*** Opening Records to use ***

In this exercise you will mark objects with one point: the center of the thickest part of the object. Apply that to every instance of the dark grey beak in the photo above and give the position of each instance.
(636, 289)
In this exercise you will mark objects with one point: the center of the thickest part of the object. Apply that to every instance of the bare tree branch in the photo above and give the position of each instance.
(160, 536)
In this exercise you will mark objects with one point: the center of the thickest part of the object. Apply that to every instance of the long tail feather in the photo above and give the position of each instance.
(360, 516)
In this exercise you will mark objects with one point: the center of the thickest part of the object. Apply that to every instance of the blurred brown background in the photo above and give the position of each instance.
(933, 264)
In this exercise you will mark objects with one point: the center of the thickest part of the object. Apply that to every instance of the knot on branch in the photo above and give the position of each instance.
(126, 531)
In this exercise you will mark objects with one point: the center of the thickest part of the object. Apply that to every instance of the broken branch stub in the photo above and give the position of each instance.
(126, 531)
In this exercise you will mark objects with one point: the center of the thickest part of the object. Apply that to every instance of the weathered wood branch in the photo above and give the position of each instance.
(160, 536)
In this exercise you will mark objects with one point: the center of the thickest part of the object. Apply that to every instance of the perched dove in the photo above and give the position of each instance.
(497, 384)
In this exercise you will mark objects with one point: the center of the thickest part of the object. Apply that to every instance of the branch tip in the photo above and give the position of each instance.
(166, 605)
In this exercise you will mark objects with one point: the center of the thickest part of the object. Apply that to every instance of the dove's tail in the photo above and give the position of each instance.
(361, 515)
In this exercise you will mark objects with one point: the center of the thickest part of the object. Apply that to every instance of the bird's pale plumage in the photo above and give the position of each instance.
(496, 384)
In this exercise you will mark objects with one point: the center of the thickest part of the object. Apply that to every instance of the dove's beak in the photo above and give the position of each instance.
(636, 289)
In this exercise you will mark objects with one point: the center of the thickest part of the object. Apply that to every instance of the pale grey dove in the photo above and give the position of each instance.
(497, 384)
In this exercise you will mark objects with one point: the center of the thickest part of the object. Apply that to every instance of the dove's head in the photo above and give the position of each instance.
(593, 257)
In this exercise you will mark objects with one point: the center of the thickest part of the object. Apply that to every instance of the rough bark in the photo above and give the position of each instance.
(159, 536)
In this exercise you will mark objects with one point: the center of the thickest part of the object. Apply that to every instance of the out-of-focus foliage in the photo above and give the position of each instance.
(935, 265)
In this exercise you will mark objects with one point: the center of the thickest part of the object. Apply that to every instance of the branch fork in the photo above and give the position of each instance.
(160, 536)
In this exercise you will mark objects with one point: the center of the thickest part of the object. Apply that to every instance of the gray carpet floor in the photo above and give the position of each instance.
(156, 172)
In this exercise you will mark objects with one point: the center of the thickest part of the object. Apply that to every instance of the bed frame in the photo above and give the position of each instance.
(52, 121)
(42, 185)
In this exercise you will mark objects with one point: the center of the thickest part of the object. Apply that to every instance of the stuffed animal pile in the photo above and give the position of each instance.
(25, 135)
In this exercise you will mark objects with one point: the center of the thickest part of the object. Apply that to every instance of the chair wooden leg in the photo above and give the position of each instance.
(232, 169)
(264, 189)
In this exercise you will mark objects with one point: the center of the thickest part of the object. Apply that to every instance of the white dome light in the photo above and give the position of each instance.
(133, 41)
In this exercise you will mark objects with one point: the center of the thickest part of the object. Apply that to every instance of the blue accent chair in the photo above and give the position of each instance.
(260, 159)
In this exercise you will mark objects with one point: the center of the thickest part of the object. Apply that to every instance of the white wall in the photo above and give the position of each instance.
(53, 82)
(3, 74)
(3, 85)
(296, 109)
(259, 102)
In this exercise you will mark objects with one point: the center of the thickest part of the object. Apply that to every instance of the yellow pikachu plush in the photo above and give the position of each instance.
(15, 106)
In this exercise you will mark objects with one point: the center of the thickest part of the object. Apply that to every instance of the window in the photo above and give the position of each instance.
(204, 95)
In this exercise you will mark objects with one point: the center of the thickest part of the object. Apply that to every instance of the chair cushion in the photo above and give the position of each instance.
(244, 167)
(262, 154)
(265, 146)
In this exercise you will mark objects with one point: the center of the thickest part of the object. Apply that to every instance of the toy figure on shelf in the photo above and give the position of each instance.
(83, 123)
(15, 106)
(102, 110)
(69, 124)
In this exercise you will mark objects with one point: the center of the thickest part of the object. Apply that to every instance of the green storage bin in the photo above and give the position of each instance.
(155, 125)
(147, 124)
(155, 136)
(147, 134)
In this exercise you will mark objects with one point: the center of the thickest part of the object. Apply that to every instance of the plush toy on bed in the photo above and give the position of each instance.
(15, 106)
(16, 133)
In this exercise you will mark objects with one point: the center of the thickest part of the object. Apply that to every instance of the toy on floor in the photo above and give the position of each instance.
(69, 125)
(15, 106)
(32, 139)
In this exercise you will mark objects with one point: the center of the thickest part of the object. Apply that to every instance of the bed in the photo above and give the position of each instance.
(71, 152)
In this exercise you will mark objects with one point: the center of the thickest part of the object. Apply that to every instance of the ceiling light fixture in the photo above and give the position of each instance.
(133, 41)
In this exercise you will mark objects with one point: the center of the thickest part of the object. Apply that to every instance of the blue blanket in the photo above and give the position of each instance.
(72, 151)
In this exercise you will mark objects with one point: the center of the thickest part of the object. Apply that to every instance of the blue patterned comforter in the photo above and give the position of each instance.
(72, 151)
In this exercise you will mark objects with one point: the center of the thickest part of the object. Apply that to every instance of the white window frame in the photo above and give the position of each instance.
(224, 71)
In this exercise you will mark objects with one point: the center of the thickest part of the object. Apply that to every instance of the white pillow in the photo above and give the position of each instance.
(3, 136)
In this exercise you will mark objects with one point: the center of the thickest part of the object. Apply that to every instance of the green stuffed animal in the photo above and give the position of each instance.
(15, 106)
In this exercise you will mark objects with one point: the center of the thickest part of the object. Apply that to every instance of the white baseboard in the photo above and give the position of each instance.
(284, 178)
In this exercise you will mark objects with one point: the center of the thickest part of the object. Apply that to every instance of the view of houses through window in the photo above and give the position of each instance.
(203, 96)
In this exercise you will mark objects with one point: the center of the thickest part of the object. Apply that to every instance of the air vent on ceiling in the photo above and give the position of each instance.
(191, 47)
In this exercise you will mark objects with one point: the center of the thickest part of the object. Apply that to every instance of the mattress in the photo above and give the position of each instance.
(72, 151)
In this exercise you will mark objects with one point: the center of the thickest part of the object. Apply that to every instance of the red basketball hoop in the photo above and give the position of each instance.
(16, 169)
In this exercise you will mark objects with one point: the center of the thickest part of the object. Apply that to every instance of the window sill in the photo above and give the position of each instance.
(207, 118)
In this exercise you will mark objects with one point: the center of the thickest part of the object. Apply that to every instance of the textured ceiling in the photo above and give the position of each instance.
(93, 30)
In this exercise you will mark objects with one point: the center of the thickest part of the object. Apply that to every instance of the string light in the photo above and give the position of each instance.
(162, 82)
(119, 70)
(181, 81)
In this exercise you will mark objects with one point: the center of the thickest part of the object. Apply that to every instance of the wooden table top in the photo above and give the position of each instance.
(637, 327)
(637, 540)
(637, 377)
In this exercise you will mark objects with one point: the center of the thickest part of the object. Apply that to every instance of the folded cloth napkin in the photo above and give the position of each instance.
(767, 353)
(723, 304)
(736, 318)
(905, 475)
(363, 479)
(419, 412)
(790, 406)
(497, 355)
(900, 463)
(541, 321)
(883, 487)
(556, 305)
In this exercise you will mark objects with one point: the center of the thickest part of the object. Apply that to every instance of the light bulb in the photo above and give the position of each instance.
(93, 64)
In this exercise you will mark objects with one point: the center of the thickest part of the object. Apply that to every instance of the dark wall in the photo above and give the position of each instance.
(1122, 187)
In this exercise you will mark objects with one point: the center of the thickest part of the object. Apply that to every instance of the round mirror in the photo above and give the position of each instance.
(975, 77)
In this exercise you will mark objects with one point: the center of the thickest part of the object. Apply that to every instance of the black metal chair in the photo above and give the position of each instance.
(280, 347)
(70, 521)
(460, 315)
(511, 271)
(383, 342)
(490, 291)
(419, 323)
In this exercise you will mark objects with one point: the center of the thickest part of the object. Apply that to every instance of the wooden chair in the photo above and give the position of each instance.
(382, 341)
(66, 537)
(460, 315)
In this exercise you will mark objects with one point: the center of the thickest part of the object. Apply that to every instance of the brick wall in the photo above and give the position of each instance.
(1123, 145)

*** Closing Records to use ***

Work instructions
Nothing but the lines from the one containing "of the black" through the last line of the data above should be given again, each exactly as it stands.

Expected output
In this exercise you will mark objects with one point: the center of the thickest part of the object. Apply that to every instance of the black metal chair in the photo above and give the position of each instance.
(280, 347)
(70, 521)
(460, 315)
(511, 271)
(383, 342)
(490, 291)
(419, 323)
In this exercise you will mark objects with one point: the center of the thickest part of the object. Apply that to every instance of the wooden chair in the photo above and give the position of each instance.
(382, 341)
(66, 537)
(460, 315)
In this exercise you will mark objects with one point: the center of the thickest part of the object. Apply that to every instance of the brick wall in the photo above and give the position of each instance.
(1123, 145)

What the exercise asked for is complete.